== Stored data

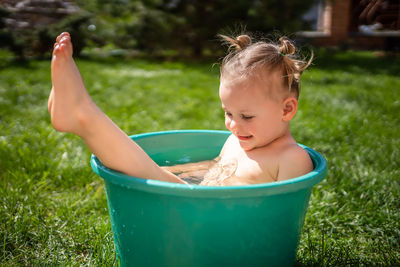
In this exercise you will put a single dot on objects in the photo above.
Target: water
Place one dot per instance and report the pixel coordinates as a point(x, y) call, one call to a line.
point(216, 173)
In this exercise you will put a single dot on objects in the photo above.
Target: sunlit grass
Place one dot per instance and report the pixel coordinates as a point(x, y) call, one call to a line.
point(54, 209)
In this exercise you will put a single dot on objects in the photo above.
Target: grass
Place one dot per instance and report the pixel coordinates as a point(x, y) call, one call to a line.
point(53, 209)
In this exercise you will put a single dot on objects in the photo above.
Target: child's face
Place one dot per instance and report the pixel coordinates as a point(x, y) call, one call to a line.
point(253, 116)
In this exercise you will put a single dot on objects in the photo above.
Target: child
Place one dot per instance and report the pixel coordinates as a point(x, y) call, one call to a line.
point(259, 90)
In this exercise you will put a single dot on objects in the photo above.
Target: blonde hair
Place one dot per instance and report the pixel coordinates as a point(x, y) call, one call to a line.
point(246, 57)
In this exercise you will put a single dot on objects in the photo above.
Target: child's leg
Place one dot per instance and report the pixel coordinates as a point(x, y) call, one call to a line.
point(72, 110)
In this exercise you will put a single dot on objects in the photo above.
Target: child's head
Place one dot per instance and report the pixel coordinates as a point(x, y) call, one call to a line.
point(260, 85)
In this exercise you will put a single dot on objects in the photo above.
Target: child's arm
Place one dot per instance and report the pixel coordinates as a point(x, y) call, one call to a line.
point(293, 163)
point(189, 167)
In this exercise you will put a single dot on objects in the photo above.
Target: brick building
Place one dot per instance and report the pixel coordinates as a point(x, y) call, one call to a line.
point(366, 24)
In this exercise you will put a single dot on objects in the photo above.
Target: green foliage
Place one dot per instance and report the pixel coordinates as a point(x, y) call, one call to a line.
point(189, 27)
point(54, 209)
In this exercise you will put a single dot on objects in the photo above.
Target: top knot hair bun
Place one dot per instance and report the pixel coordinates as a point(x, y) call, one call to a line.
point(286, 47)
point(239, 43)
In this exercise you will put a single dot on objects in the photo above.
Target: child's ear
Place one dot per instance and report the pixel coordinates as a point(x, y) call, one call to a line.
point(289, 108)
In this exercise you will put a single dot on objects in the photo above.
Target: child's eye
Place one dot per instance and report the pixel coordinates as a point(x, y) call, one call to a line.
point(247, 117)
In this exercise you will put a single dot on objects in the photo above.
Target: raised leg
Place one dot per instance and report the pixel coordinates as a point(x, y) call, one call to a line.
point(72, 110)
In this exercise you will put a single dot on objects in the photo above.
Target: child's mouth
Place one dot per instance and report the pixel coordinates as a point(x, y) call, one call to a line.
point(244, 138)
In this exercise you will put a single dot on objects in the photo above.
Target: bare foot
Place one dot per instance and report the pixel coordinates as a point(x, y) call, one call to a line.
point(69, 103)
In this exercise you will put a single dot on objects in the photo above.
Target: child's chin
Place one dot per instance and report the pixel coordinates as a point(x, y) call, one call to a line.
point(246, 146)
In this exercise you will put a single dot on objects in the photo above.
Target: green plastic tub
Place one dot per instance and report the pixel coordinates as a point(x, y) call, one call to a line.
point(159, 223)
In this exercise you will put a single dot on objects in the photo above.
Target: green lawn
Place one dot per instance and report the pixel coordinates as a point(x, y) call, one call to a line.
point(53, 208)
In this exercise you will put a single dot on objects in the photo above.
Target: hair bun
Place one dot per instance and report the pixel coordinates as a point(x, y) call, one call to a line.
point(239, 43)
point(286, 47)
point(243, 41)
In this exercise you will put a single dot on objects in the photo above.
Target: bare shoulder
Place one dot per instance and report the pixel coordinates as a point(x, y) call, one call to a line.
point(229, 144)
point(293, 161)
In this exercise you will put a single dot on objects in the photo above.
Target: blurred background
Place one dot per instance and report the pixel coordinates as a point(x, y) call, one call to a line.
point(189, 28)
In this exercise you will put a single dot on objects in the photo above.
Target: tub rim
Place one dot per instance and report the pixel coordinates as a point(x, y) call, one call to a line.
point(303, 182)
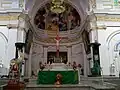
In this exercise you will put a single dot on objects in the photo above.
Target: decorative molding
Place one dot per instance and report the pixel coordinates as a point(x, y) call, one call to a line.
point(107, 18)
point(7, 18)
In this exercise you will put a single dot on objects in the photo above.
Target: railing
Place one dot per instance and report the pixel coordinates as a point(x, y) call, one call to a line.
point(47, 33)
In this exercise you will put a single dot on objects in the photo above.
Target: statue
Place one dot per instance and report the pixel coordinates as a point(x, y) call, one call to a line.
point(58, 79)
point(57, 39)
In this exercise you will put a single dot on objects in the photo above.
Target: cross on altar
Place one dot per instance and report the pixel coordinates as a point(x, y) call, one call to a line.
point(57, 39)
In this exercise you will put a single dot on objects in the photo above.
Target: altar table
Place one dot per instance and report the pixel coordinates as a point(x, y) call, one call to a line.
point(49, 77)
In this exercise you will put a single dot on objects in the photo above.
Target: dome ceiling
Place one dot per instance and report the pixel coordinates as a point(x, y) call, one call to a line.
point(47, 20)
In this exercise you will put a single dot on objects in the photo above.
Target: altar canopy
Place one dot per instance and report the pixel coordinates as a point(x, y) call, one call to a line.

====

**Your instructions:** Copy every item above word for word, leaving out the pictures.

**Exercise result:**
In this exercise you will put a single dot on objects in the photo above.
Target: water
Place one dot per instance and report the pixel coordinates as a point(x, y) call, one call to a line.
point(216, 173)
In this exercise you will put a single dot on objects in the photo above.
Target: sunlit grass
Place one dot per instance and report the pixel coordinates as a point(x, y) call, one call to a line.
point(54, 209)
In this exercise you will put a single dot on objects in the photo above.
Target: grass
Place one dot per instance and report the pixel coordinates as a point(x, y) call, one call to a line.
point(53, 209)
In this exercise you will put a single dot on objects in the photo above.
Target: child's face
Place one dot per instance and report the pixel coordinates as a point(x, y) call, one call to a line.
point(253, 116)
In this exercise you will put a single dot on objects in the photo above.
Target: child
Place one dot per instance and report the pixel coordinates as a point(x, y) call, one call to a line.
point(259, 90)
In this exercise you will put a single dot on objects in the photo above.
Target: blonde hair
Place one dot per instance and report the pixel coordinates as a point(x, y) call, one call to a line.
point(246, 57)
In this exercise you will put a single dot on objects in the photo above.
Target: child's leg
Place one dot per instance and report the pixel coordinates as a point(x, y) call, one call to a line.
point(72, 110)
In this exercise you will put a single dot on objects in the photo above.
Target: child's head
Place one dot per instance and report the pixel coordinates as a point(x, y) call, one call to a line.
point(260, 85)
In this exercise you will put a single dot on objects in the photo above.
Target: child's arm
Place one dot per instance and report the pixel coordinates as a point(x, y) call, one call to a line.
point(293, 163)
point(189, 167)
In this exercise you will put a single dot on objects in the photo above.
Target: brick building
Place one dot per instance and report the pixel coordinates as a point(x, y) call, one call to a line.
point(366, 24)
In this exercise you will put a single dot on objects in the photo above.
Target: green foliage
Place one dot per instance and report the pixel coordinates as a point(x, y) call, one call to a line.
point(189, 27)
point(54, 209)
In this exercise you will put a single dot on objects in the photo above.
Target: top knot hair bun
Place one dot per instance and report the pixel coordinates as a point(x, y) call, one call to a line.
point(286, 47)
point(239, 43)
In this exercise you will put a single dot on objects in the photo above.
Target: child's ear
Place one dot per instance and report the pixel coordinates as a point(x, y) call, one call to a line.
point(289, 108)
In this exercise you will put a single dot on objects in the photo above.
Target: child's eye
Place one dot per instance and report the pixel coordinates as a point(x, y) call, one call to a line.
point(247, 117)
In this exercise you will put a single dot on objects in the photo above.
Target: raised leg
Place one dot per instance and report the pixel coordinates as a point(x, y) call, one call to a line.
point(72, 110)
In this exercise you will put a single dot on objects in the photo above.
Target: child's mouth
Place one dot per instance and report the pixel coordinates as a point(x, y) call, one call to a line.
point(244, 138)
In this exercise you will put a single dot on objects in the photo above.
Target: bare foot
Place one dot per instance and report the pixel coordinates as a point(x, y) call, one call to a line.
point(69, 103)
In this exercise you will put a single dot on objects in the photo above.
Target: child's chin
Place one dot per instance and report the pixel coordinates as a point(x, y) call, one call to a line.
point(246, 146)
In this exercise you will put a single dot on objects in the photo above.
Target: green plastic tub
Place one dot per instance and report the pixel coordinates as a point(x, y) call, one call to a line.
point(159, 223)
In this exercise you will put a single dot on objects in the photo above.
Target: green lawn
Place one dot per instance and report the pixel coordinates as a point(x, y) call, one call to a line.
point(53, 208)
In this exercise you will put a single dot on objects in the photo above.
Target: hair bun
Place one dot per instance and report the pixel coordinates as a point(x, y) call, one call to a line.
point(239, 43)
point(286, 47)
point(243, 41)
In this exercise you will put a single dot on objects in the photo above.
Target: bare shoulder
Place one dot per instance and report the pixel coordinates as a point(x, y) call, one call to a line.
point(229, 144)
point(293, 161)
In this exercise you will put a single dot on objects in the photo above.
Target: blurred background
Place one dot per instance and report the pixel coordinates as a point(x, y) call, one call to a line.
point(189, 28)
In this exercise you will put a single dot on objects in the photo above.
Target: tub rim
Place one dot per instance and report the pixel coordinates as a point(x, y) call, one call to a line.
point(303, 182)
In this exercise you will put a single dot on objects in the photo above.
Target: decorative molding
Place one dot per instance and report the pixel coordinates as a point(x, y) call, one call to a line.
point(107, 18)
point(7, 18)
In this exercise you will put a single dot on objects in the photo above.
Target: railing
Place one dot per instance and report the pixel coordinates as a point(x, y) call, one call to a line.
point(47, 33)
In this exercise you will put a single dot on objects in the photo above.
Target: statue
Place one dot per instance and report the pixel coordinates as a point(x, y) call, one call to a line.
point(58, 79)
point(57, 39)
In this exercise you will put a single dot on objects in the photo above.
Target: cross on altar
Place one dot per instance and report the pixel coordinates as a point(x, y) call, one call to a line.
point(57, 39)
In this exercise you will put a single dot on objects in the photo above.
Target: altar table
Place one dot per instance and report the pixel coordinates as a point(x, y) call, one call to a line.
point(49, 77)
In this exercise you will put a single dot on objects in the photo above.
Target: dome ceiling
Place one dot per instance and report the pixel coordinates as a point(x, y) call, one call to a line.
point(47, 20)
In this exercise you will put a single dot on objects in the photo above.
Target: altar canopy
Place one dot per instance and report the pixel coordinates as a point(x, y) call, one call to a line.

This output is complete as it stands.